[Input records]
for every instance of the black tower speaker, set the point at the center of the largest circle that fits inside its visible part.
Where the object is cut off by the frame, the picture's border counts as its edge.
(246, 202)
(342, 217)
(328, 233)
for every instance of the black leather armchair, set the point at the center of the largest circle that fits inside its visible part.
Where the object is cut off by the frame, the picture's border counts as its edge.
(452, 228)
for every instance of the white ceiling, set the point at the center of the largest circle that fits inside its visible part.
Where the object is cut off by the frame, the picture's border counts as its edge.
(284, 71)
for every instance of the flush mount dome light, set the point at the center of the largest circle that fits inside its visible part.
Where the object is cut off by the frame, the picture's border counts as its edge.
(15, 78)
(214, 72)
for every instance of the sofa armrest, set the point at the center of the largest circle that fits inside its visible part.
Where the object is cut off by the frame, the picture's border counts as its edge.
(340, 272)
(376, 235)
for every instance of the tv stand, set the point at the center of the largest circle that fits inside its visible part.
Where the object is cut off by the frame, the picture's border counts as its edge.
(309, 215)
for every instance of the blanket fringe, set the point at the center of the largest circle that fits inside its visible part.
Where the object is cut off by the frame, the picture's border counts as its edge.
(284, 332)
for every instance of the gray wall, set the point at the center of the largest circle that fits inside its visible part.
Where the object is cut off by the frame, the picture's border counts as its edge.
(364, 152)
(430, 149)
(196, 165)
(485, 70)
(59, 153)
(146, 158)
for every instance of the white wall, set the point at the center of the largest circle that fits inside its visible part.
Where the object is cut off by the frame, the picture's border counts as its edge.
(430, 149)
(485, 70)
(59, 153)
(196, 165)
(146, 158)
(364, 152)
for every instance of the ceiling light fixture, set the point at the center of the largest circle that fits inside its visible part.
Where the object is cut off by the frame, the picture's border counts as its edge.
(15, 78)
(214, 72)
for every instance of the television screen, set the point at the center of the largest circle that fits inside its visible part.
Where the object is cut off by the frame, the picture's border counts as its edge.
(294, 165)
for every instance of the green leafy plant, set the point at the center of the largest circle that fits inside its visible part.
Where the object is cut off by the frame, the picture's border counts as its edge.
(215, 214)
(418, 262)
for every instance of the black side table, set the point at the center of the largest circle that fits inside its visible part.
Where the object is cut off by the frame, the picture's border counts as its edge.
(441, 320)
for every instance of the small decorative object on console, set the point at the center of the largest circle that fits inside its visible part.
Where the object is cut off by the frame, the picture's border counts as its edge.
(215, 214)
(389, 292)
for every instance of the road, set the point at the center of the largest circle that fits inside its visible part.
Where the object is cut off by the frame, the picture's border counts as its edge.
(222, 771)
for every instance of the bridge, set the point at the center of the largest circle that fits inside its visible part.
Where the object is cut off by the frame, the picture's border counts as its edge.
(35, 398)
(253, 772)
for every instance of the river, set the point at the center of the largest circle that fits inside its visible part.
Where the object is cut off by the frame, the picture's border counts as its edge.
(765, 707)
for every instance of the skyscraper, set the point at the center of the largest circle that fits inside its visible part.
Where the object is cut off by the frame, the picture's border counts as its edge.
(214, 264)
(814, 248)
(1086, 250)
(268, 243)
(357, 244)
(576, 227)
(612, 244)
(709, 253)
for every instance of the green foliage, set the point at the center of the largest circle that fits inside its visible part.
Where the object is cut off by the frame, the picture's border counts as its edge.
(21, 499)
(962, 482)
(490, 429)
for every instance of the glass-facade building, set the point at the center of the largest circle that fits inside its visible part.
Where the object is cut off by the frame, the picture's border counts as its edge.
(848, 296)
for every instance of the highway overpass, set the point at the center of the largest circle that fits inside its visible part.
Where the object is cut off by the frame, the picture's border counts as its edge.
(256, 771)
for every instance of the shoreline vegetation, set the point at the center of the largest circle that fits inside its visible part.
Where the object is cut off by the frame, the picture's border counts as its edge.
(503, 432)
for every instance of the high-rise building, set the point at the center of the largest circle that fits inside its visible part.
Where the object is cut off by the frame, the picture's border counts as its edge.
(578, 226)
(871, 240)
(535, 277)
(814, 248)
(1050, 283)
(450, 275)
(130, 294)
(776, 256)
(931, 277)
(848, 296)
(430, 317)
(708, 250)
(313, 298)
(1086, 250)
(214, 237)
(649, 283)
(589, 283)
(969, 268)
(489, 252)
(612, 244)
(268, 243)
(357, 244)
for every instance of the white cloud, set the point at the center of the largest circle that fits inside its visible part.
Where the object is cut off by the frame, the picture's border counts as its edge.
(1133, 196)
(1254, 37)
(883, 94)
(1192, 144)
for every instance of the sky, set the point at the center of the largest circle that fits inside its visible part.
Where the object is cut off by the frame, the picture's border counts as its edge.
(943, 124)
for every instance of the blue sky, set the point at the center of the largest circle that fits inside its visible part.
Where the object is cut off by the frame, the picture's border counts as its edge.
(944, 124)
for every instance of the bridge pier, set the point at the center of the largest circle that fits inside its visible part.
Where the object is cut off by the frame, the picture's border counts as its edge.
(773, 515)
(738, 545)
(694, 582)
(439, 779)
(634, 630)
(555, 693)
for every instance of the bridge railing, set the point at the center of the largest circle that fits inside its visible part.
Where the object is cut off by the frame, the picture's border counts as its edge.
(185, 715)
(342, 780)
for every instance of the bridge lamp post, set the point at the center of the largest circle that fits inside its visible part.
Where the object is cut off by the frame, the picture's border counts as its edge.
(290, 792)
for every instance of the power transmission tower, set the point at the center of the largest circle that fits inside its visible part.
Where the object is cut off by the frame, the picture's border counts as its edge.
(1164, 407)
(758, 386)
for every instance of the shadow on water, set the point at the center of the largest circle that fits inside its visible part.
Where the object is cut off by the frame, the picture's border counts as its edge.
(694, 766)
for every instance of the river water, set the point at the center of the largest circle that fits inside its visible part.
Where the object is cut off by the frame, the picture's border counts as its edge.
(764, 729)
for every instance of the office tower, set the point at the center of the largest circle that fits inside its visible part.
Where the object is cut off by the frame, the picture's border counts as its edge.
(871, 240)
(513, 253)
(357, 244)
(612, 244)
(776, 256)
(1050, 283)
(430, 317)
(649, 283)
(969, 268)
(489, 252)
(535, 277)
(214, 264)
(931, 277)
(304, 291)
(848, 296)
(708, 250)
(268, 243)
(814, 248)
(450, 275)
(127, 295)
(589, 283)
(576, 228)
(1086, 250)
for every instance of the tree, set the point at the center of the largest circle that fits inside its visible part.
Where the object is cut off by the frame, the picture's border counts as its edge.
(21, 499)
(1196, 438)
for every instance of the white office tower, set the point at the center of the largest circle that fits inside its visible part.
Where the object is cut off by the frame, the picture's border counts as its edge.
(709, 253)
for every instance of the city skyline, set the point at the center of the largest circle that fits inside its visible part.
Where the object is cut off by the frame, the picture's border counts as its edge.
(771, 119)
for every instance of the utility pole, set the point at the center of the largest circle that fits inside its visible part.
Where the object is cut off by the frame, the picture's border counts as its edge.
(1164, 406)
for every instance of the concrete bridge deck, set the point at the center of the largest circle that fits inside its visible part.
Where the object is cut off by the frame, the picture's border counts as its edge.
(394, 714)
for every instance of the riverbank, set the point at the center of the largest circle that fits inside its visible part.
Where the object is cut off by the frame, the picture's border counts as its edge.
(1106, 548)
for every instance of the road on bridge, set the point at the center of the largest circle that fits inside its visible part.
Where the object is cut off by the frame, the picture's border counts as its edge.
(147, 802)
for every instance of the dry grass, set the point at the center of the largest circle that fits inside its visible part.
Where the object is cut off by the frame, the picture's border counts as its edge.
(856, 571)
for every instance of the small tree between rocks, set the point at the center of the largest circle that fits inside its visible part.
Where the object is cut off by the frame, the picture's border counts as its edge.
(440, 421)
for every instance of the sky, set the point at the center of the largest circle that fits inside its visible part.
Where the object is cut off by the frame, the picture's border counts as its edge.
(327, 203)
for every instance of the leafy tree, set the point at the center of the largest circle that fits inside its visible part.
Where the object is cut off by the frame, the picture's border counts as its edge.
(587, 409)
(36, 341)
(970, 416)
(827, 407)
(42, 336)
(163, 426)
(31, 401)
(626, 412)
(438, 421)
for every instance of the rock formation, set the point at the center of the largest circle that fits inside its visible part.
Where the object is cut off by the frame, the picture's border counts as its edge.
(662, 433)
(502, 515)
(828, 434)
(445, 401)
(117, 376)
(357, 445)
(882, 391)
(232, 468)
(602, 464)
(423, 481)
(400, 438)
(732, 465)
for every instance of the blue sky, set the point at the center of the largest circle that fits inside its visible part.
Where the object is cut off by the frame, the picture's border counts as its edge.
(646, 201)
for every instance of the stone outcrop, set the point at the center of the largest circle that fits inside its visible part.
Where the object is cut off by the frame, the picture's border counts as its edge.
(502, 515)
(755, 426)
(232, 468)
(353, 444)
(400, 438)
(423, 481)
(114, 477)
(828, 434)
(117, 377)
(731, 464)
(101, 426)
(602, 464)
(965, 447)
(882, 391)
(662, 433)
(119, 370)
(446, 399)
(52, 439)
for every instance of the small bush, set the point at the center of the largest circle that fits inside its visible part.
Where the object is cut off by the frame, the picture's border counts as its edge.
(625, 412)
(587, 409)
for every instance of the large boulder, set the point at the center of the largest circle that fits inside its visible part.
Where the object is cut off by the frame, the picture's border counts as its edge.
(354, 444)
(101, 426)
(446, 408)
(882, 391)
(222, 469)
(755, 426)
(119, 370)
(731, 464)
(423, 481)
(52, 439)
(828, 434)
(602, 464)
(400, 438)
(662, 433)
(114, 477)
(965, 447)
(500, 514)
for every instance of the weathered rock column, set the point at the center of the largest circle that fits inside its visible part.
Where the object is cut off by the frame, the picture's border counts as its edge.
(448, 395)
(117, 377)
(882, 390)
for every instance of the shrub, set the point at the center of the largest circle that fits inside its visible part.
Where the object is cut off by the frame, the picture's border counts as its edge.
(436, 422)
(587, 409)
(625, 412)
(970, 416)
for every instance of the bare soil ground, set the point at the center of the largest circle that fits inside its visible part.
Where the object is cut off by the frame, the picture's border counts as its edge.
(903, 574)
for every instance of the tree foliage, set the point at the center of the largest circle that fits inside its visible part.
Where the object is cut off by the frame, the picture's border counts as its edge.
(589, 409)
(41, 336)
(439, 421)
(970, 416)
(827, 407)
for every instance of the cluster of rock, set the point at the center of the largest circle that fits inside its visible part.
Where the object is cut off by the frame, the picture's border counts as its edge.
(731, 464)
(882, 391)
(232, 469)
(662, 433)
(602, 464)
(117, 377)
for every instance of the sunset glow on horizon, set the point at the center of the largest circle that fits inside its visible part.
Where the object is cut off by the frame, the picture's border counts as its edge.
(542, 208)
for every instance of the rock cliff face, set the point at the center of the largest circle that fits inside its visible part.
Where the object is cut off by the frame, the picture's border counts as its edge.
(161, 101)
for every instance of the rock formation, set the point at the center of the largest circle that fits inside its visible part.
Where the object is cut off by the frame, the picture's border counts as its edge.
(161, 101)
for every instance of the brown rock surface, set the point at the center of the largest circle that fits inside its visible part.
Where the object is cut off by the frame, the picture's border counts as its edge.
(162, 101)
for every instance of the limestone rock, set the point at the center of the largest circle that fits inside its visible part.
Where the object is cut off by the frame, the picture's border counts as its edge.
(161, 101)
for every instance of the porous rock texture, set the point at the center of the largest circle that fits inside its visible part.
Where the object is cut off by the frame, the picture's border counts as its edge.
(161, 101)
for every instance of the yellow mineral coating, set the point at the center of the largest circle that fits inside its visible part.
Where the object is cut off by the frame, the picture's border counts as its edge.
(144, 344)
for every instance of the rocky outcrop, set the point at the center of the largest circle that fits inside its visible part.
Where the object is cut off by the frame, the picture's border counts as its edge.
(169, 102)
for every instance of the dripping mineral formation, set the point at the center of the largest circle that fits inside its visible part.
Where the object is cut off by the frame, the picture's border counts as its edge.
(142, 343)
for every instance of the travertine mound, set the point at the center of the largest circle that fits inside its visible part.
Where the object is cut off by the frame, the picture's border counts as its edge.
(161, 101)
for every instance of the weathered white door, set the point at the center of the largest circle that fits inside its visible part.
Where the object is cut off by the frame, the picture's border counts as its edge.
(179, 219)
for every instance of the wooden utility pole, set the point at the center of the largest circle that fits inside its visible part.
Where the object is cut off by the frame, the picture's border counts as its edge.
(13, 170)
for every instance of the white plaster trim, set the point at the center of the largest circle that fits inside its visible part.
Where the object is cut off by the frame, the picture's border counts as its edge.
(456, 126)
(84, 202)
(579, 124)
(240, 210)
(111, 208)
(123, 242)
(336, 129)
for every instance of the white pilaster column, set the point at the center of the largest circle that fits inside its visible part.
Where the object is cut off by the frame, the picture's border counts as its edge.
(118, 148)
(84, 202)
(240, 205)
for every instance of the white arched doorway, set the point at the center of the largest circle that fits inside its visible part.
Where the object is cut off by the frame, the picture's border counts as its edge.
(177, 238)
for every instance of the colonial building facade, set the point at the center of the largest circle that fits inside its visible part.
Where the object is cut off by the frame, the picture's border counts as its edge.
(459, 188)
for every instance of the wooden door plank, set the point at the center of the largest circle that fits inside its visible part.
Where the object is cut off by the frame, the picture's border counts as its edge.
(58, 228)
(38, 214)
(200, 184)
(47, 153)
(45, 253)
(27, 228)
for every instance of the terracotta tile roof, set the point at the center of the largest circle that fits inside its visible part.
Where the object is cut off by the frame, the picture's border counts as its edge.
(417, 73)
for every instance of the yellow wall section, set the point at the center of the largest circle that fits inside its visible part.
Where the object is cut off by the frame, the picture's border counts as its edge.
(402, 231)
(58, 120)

[Work task] For this exercise, please copy exactly the lines of the material above from its first line through the line where "for every instance of the flush" appears.

[Exercise answer]
for every instance of the black tower speaker, set the point at the center of the largest circle that fits inside its visible part.
Where the object is cut off by the frame, the picture's border counts as its edge.
(246, 202)
(342, 217)
(328, 233)
for every instance of the black leather armchair, set the point at the center of the largest circle that fits inside its visible part.
Where the object is cut off by the frame, the picture's border counts as its edge.
(452, 228)
for every instance of the white ceiling, set the point at the center of the largest circle that fits inside its visible part.
Where the object is cut off by the frame, the picture's border counts as its edge.
(284, 71)
for every instance of the flush mount dome light, set the point at the center of the largest circle that fits inside its visible part.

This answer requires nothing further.